(Stored items)
::::::::
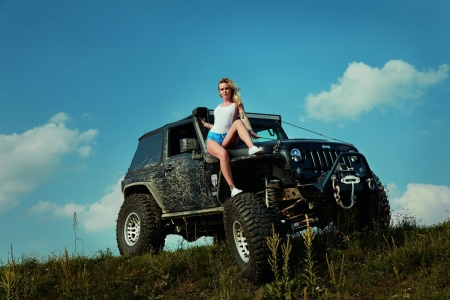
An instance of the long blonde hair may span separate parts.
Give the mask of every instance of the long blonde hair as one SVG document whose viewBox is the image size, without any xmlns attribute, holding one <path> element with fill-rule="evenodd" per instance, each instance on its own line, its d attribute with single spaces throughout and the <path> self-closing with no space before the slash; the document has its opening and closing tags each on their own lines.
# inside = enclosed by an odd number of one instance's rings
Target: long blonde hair
<svg viewBox="0 0 450 300">
<path fill-rule="evenodd" d="M 241 100 L 241 95 L 239 95 L 239 92 L 241 91 L 241 89 L 234 84 L 233 80 L 229 79 L 229 78 L 222 78 L 219 80 L 219 83 L 217 84 L 217 89 L 219 89 L 219 84 L 221 83 L 227 83 L 228 86 L 230 87 L 231 91 L 232 91 L 232 99 L 234 104 L 236 105 L 236 107 L 243 105 L 242 100 Z M 220 90 L 219 90 L 219 95 L 220 95 Z M 222 97 L 222 96 L 220 96 Z"/>
</svg>

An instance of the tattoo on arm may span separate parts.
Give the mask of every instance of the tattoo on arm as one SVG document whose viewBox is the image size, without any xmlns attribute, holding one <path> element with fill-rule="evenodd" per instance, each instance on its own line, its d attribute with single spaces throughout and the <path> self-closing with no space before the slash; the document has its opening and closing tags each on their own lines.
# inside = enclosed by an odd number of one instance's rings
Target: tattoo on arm
<svg viewBox="0 0 450 300">
<path fill-rule="evenodd" d="M 247 115 L 244 112 L 244 109 L 239 107 L 239 116 L 242 120 L 242 123 L 244 123 L 245 128 L 247 128 L 248 131 L 252 130 L 252 125 L 250 125 L 250 121 L 247 118 Z"/>
<path fill-rule="evenodd" d="M 203 121 L 202 119 L 200 119 L 200 120 L 202 121 L 202 124 L 203 124 L 203 126 L 204 126 L 205 128 L 212 128 L 212 127 L 213 127 L 213 125 L 212 125 L 211 123 L 205 122 L 205 121 Z"/>
</svg>

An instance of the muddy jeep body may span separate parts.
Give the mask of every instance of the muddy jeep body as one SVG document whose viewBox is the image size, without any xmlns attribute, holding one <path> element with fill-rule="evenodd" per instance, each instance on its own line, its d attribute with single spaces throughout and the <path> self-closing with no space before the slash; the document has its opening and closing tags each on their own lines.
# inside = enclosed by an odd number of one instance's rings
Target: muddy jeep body
<svg viewBox="0 0 450 300">
<path fill-rule="evenodd" d="M 347 228 L 388 226 L 386 192 L 367 159 L 353 145 L 325 139 L 289 139 L 281 116 L 248 113 L 263 155 L 249 156 L 238 142 L 228 150 L 236 186 L 230 197 L 219 161 L 205 148 L 212 110 L 150 131 L 139 139 L 122 182 L 124 202 L 117 220 L 121 254 L 158 252 L 168 234 L 188 241 L 226 238 L 246 277 L 270 277 L 267 237 L 311 225 L 325 228 L 351 219 Z M 340 221 L 339 221 L 340 220 Z"/>
</svg>

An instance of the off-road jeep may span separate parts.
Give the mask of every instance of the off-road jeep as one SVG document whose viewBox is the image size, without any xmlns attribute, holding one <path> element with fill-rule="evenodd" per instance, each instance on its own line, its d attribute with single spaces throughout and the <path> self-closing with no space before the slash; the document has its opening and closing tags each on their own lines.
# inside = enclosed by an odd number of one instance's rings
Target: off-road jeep
<svg viewBox="0 0 450 300">
<path fill-rule="evenodd" d="M 365 156 L 351 144 L 289 139 L 281 116 L 247 113 L 263 155 L 229 149 L 233 178 L 244 192 L 230 197 L 219 161 L 205 149 L 214 123 L 207 108 L 144 134 L 122 181 L 116 237 L 121 254 L 158 252 L 168 234 L 188 241 L 226 238 L 243 275 L 270 277 L 267 237 L 347 222 L 349 230 L 386 227 L 387 194 Z"/>
</svg>

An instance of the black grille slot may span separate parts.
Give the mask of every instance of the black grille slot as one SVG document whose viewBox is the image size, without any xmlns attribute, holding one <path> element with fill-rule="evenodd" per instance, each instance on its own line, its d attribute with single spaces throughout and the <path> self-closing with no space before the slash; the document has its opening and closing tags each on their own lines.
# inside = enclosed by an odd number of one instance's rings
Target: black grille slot
<svg viewBox="0 0 450 300">
<path fill-rule="evenodd" d="M 341 151 L 332 149 L 307 150 L 307 156 L 311 161 L 311 171 L 320 173 L 329 171 L 340 153 Z M 349 167 L 351 166 L 348 156 L 343 157 L 340 162 Z"/>
<path fill-rule="evenodd" d="M 313 152 L 308 150 L 308 157 L 311 160 L 311 171 L 317 171 L 316 160 L 314 159 Z"/>
</svg>

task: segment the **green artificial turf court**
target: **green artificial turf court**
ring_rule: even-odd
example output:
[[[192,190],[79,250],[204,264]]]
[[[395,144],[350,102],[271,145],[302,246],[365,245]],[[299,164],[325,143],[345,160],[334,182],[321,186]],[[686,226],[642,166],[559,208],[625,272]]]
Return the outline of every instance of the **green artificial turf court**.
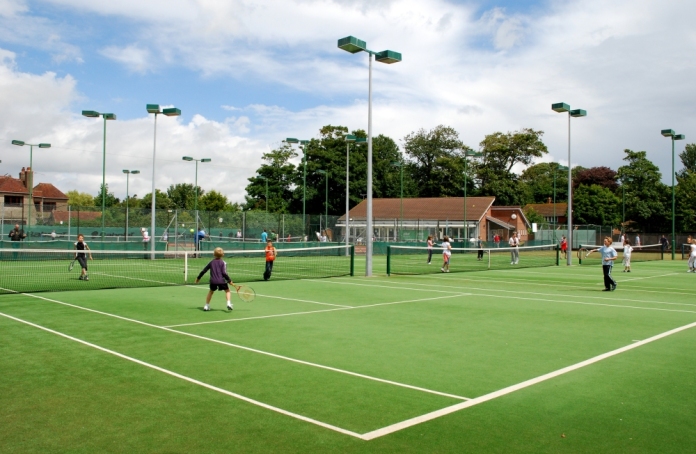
::::::::
• **Aim of the task**:
Give again, word for word, the line containing "[[[192,190],[79,250],[204,264]]]" and every line after it to the end of the records; leave out the pictures.

• **Solution to this task**:
[[[192,190],[79,250],[204,264]]]
[[[395,144],[350,102],[271,145],[302,246],[365,245]],[[299,164],[325,143],[345,160],[334,182],[321,186]],[[686,226],[642,166],[559,208],[625,272]]]
Return the outline of every instance of the **green artificial turf court**.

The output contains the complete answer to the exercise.